EXERCISE: From the court opinion on the farm rental dispute, write out the passage from "For example, the" to "those handwritten Xs." word for word.

EXCERPT PROVIDED:
>>
We review rulings in residential FED actions for errors of law. Hanson Joint Revocable Living Trust v. Sliger, 328 Or.App. 15,16, 536 P.3d 1051 (2023). We are bound by the trial court's findings of fact if there is any evidence to support them. Lopez v. Kilbourne, 307 Or.App. 301, 307, 477 P.3d 14 (2020). We draw the facts from the record in accordance with that standard.

Landlord rented a space on his farm to tenant on which to place her RV. Tenant and her partner lived in the RV on the rented space. There is a written rental agreement for a fixed term tenancy ending on November 1, 2022, that is confusing for several reasons, but the parties generally agree that it is the agreement between them for the space on landlord's farm.

For example, the address of the premises in the written agreement does not correspond to the rural property actually rented. The written rental agreement includes a chart with typed Xs indicating that water, sewer, and garbage can service were "[p]aid by the landlord and included in rent," and that electric, basic cable, and internet access were "[p]aid by the tenant." Additionally, there are two handwritten Xs indicating that water and sewer were "[p]aid by the tenant." Tenant testified that landlord presented her with the written rental agreement, already filled out, and that she did not make the handwritten Xs concerning water and sewer. Landlord testified that he did not recall who made those handwritten Xs.
<<
STORED RECORDS:
>>
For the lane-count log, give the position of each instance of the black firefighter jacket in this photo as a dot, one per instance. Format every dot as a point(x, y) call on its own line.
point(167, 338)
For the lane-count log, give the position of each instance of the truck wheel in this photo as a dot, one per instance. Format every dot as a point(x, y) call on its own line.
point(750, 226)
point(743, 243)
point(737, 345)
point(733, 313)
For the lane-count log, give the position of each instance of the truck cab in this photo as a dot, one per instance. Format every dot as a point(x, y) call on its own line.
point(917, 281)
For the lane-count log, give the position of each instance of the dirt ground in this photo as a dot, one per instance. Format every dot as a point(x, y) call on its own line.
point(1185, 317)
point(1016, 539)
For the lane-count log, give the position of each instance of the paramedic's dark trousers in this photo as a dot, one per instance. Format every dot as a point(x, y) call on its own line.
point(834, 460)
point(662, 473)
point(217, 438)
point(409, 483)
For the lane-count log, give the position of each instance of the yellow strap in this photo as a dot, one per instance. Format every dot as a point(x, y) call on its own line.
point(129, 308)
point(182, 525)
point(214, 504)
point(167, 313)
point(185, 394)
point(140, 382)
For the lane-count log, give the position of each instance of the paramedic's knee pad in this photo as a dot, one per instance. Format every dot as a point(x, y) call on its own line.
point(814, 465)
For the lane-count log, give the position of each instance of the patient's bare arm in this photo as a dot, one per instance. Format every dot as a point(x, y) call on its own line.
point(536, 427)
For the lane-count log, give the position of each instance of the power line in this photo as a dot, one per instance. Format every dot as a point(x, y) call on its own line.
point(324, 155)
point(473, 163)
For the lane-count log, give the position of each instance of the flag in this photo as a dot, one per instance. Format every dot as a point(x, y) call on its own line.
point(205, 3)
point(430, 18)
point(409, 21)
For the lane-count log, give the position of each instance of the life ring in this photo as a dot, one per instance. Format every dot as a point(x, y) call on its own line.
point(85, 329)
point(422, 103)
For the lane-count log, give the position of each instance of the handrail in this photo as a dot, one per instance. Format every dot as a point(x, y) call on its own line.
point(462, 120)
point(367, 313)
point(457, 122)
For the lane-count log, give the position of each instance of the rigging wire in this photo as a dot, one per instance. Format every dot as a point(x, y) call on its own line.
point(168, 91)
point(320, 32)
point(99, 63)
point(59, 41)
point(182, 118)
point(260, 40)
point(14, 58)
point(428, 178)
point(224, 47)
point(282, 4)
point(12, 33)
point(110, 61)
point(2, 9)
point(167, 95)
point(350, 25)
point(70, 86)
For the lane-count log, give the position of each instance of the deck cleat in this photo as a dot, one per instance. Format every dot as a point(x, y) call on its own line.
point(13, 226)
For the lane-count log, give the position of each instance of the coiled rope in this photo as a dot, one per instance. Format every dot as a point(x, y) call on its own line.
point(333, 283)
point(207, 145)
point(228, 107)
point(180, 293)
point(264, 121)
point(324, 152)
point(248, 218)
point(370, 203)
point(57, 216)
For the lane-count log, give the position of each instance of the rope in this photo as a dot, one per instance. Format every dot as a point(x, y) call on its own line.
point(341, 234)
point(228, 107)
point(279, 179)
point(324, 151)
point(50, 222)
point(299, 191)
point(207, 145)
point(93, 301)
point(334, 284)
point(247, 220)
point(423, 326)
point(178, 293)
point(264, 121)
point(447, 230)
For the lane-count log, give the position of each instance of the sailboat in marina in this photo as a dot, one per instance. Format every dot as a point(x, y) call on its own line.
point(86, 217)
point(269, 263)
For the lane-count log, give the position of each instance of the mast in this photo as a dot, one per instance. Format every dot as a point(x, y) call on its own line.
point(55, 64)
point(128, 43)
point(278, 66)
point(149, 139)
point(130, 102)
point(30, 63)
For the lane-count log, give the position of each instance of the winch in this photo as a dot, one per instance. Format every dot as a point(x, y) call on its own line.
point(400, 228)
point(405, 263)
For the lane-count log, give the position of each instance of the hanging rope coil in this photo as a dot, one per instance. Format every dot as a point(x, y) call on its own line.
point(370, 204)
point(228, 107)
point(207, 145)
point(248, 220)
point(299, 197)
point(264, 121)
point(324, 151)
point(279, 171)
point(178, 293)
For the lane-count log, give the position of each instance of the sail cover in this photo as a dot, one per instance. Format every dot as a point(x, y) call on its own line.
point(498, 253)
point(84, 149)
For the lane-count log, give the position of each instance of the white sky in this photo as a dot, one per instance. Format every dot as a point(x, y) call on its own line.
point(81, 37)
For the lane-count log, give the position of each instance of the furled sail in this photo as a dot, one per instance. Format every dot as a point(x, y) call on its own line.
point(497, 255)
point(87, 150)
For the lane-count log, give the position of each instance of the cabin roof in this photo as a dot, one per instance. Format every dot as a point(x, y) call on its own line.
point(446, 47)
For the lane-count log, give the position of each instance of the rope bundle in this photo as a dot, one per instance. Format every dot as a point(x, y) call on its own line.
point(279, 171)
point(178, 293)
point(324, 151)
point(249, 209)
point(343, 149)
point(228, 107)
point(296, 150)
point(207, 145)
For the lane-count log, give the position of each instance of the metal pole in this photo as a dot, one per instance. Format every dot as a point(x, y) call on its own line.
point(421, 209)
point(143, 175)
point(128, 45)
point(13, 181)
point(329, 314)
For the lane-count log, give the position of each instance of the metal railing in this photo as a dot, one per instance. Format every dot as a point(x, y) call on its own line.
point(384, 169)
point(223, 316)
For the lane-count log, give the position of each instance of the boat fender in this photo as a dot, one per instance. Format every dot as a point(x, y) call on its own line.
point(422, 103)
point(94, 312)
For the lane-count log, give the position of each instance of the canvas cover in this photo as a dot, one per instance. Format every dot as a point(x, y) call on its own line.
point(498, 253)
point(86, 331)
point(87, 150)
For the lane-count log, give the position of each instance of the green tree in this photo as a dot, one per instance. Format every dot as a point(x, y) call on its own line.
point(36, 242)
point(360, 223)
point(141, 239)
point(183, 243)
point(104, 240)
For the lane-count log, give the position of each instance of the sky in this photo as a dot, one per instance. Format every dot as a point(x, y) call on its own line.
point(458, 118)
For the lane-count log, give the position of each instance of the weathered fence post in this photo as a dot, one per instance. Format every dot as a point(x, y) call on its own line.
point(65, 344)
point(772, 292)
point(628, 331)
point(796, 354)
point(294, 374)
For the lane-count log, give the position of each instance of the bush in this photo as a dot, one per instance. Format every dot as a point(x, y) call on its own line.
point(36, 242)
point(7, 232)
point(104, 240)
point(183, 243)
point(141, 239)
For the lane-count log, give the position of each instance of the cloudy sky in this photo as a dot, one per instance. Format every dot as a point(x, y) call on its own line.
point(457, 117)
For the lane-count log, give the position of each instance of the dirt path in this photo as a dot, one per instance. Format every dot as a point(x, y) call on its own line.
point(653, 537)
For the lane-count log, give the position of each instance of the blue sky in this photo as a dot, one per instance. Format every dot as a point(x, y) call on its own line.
<<
RESULT:
For example, the address of the premises in the written agreement does not correspond to the rural property actually rented. The written rental agreement includes a chart with typed Xs indicating that water, sewer, and garbage can service were "[p]aid by the landlord and included in rent," and that electric, basic cable, and internet access were "[p]aid by the tenant." Additionally, there are two handwritten Xs indicating that water and sewer were "[p]aid by the tenant." Tenant testified that landlord presented her with the written rental agreement, already filled out, and that she did not make the handwritten Xs concerning water and sewer. Landlord testified that he did not recall who made those handwritten Xs.